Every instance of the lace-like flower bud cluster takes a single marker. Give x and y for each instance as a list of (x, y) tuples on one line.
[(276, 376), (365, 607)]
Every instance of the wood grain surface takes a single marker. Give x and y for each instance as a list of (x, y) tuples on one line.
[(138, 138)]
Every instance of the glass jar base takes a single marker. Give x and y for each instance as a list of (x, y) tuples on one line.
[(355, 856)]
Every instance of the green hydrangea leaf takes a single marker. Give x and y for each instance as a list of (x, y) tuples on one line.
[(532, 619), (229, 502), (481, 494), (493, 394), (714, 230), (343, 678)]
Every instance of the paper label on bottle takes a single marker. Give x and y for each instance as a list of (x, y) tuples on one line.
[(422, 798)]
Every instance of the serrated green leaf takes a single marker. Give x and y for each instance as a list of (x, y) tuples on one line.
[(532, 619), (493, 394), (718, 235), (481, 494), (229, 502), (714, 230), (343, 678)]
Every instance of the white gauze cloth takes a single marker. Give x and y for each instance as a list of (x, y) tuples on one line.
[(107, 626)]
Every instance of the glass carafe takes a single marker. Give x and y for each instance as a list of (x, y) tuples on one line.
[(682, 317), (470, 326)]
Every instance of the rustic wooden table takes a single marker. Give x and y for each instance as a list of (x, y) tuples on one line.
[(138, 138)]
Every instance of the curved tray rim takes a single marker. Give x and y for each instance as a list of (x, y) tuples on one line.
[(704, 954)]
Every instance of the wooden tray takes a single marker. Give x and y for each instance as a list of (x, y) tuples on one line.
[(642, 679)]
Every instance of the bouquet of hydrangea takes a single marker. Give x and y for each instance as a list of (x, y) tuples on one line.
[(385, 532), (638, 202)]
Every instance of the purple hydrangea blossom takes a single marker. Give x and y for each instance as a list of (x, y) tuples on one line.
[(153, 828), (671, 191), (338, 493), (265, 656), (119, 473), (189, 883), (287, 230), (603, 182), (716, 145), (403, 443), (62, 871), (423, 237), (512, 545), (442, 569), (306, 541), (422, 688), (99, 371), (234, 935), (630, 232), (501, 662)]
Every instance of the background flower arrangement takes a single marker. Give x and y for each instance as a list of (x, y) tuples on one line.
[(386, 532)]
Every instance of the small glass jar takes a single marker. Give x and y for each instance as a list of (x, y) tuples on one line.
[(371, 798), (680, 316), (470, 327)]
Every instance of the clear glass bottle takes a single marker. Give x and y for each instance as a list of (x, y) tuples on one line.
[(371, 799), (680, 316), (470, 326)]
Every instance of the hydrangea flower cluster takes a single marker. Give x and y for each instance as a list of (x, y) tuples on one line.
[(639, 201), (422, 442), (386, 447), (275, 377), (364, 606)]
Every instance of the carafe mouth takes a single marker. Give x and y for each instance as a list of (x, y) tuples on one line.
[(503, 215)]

---

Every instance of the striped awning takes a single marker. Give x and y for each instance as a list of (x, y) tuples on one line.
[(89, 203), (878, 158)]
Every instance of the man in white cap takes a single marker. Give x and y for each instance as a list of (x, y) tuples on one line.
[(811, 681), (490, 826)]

==

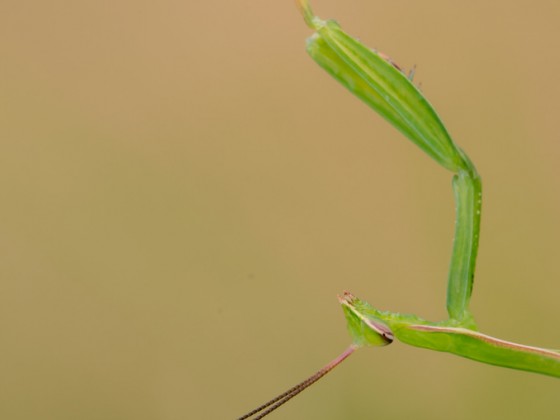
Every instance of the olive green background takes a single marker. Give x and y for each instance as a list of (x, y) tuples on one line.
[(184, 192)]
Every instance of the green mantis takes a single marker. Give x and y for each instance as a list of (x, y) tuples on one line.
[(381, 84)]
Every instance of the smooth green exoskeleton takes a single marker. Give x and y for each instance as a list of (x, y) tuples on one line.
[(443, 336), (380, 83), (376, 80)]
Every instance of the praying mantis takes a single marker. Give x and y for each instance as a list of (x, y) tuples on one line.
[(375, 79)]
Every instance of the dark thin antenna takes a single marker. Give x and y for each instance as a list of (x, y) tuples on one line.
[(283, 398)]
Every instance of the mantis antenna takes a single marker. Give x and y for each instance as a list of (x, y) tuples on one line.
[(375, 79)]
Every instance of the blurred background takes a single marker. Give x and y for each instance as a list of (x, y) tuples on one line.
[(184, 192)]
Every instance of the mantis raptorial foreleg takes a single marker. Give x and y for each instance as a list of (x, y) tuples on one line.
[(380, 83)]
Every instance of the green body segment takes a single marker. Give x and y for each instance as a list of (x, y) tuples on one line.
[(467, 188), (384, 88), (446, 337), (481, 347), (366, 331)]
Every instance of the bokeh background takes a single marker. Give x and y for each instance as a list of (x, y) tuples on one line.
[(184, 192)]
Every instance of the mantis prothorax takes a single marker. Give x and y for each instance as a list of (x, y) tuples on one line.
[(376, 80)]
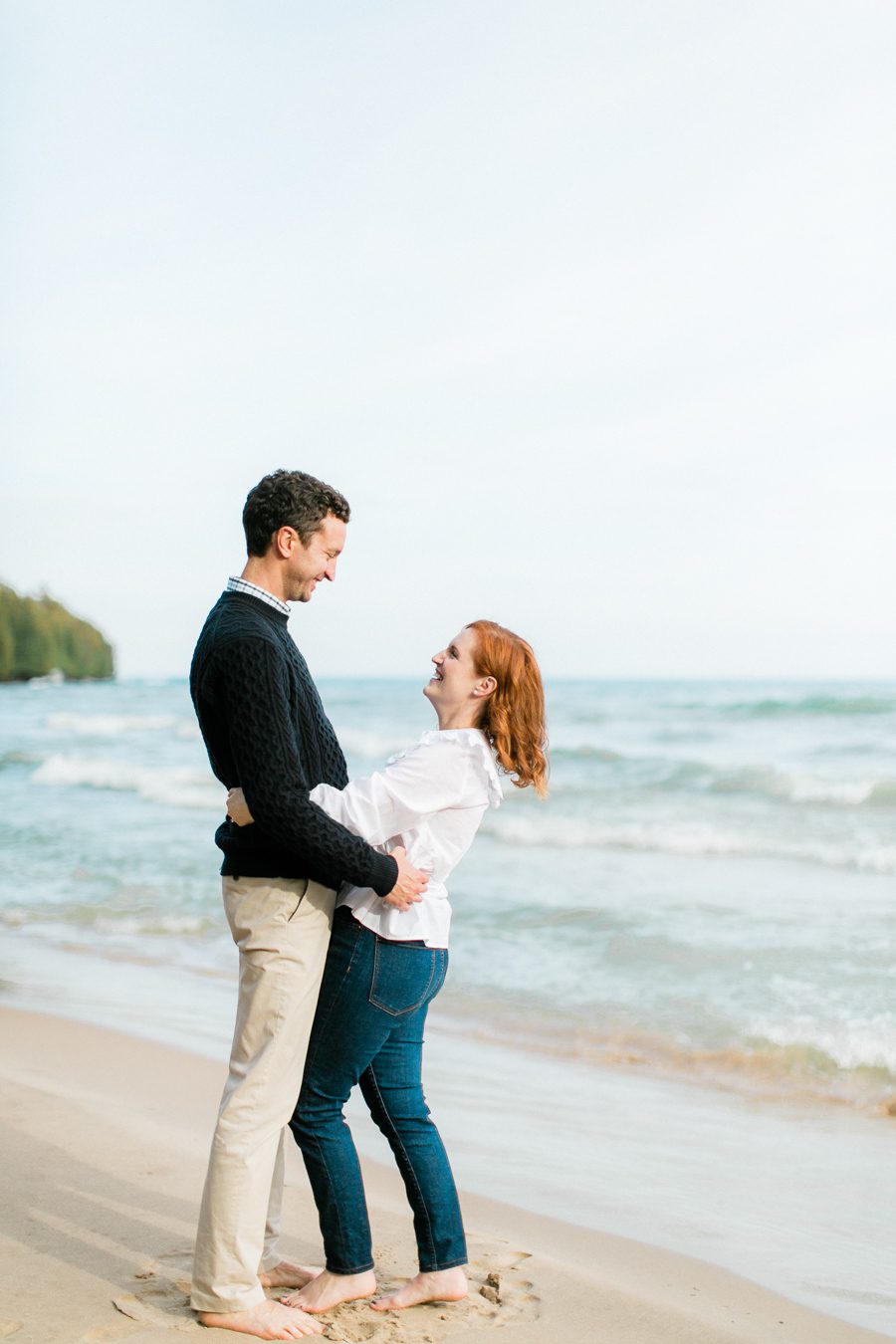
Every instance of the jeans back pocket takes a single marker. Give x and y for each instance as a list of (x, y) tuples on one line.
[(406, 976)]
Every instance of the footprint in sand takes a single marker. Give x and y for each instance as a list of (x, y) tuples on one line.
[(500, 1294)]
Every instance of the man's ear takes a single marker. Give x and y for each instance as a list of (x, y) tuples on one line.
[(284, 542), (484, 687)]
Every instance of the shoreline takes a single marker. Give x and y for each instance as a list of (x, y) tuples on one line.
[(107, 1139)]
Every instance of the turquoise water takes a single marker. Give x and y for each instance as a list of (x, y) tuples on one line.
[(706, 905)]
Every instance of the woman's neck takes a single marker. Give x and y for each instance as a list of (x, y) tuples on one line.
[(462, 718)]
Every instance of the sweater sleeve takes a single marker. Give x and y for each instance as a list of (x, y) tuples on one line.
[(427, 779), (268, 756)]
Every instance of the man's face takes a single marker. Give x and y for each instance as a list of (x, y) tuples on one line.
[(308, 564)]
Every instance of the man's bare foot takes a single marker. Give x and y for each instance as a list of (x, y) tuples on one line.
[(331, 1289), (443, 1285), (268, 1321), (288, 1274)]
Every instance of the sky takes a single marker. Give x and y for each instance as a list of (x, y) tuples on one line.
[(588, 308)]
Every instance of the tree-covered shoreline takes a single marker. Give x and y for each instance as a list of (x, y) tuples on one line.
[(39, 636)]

## Directions:
In the lines beginning with the line that contains "Every instance of the glass carafe" and continuing through the line that contains "[(386, 532)]", substitute "peony" for "hydrangea". Return only those lines, otherwise unchanged.

## Complete output:
Every instance of the glass carafe takes a single marker. Give x and y for each instance as a list of (x, y) tuples on one line.
[(682, 317), (470, 326)]
Every instance of the rustic wooden table takes a single marker. Give x and y for each instance as a list of (x, y) tuples on one line.
[(138, 138)]
Every instance of the curved tray rim takes a single marker. Give x and y for each instance as a list of (x, y) tuples on one line.
[(704, 954)]
Every instance of the wooden tray takes a single marker. Give x and y for each instance as a list of (x, y) tuples on one line.
[(642, 679)]
Every instance of the bouquet of peony takes a single marker. Give x and y for each instance as a list of (x, y) tuples on one line.
[(385, 532), (638, 202)]
Every instance of the purple peony blossom takes a single marker. Give x and y for each instance as a list of (x, y) tuples on one line.
[(153, 828), (671, 191), (338, 493), (265, 656), (119, 473), (189, 883), (287, 230), (603, 182), (716, 145), (403, 443), (62, 871), (423, 237), (512, 545), (442, 569), (306, 541), (422, 688), (99, 371), (234, 935), (630, 232), (501, 662)]
Every instance of the background flower arrangement takes a single marker. Give x and y for each instance as a list of (x, y) tuples on one line.
[(386, 532)]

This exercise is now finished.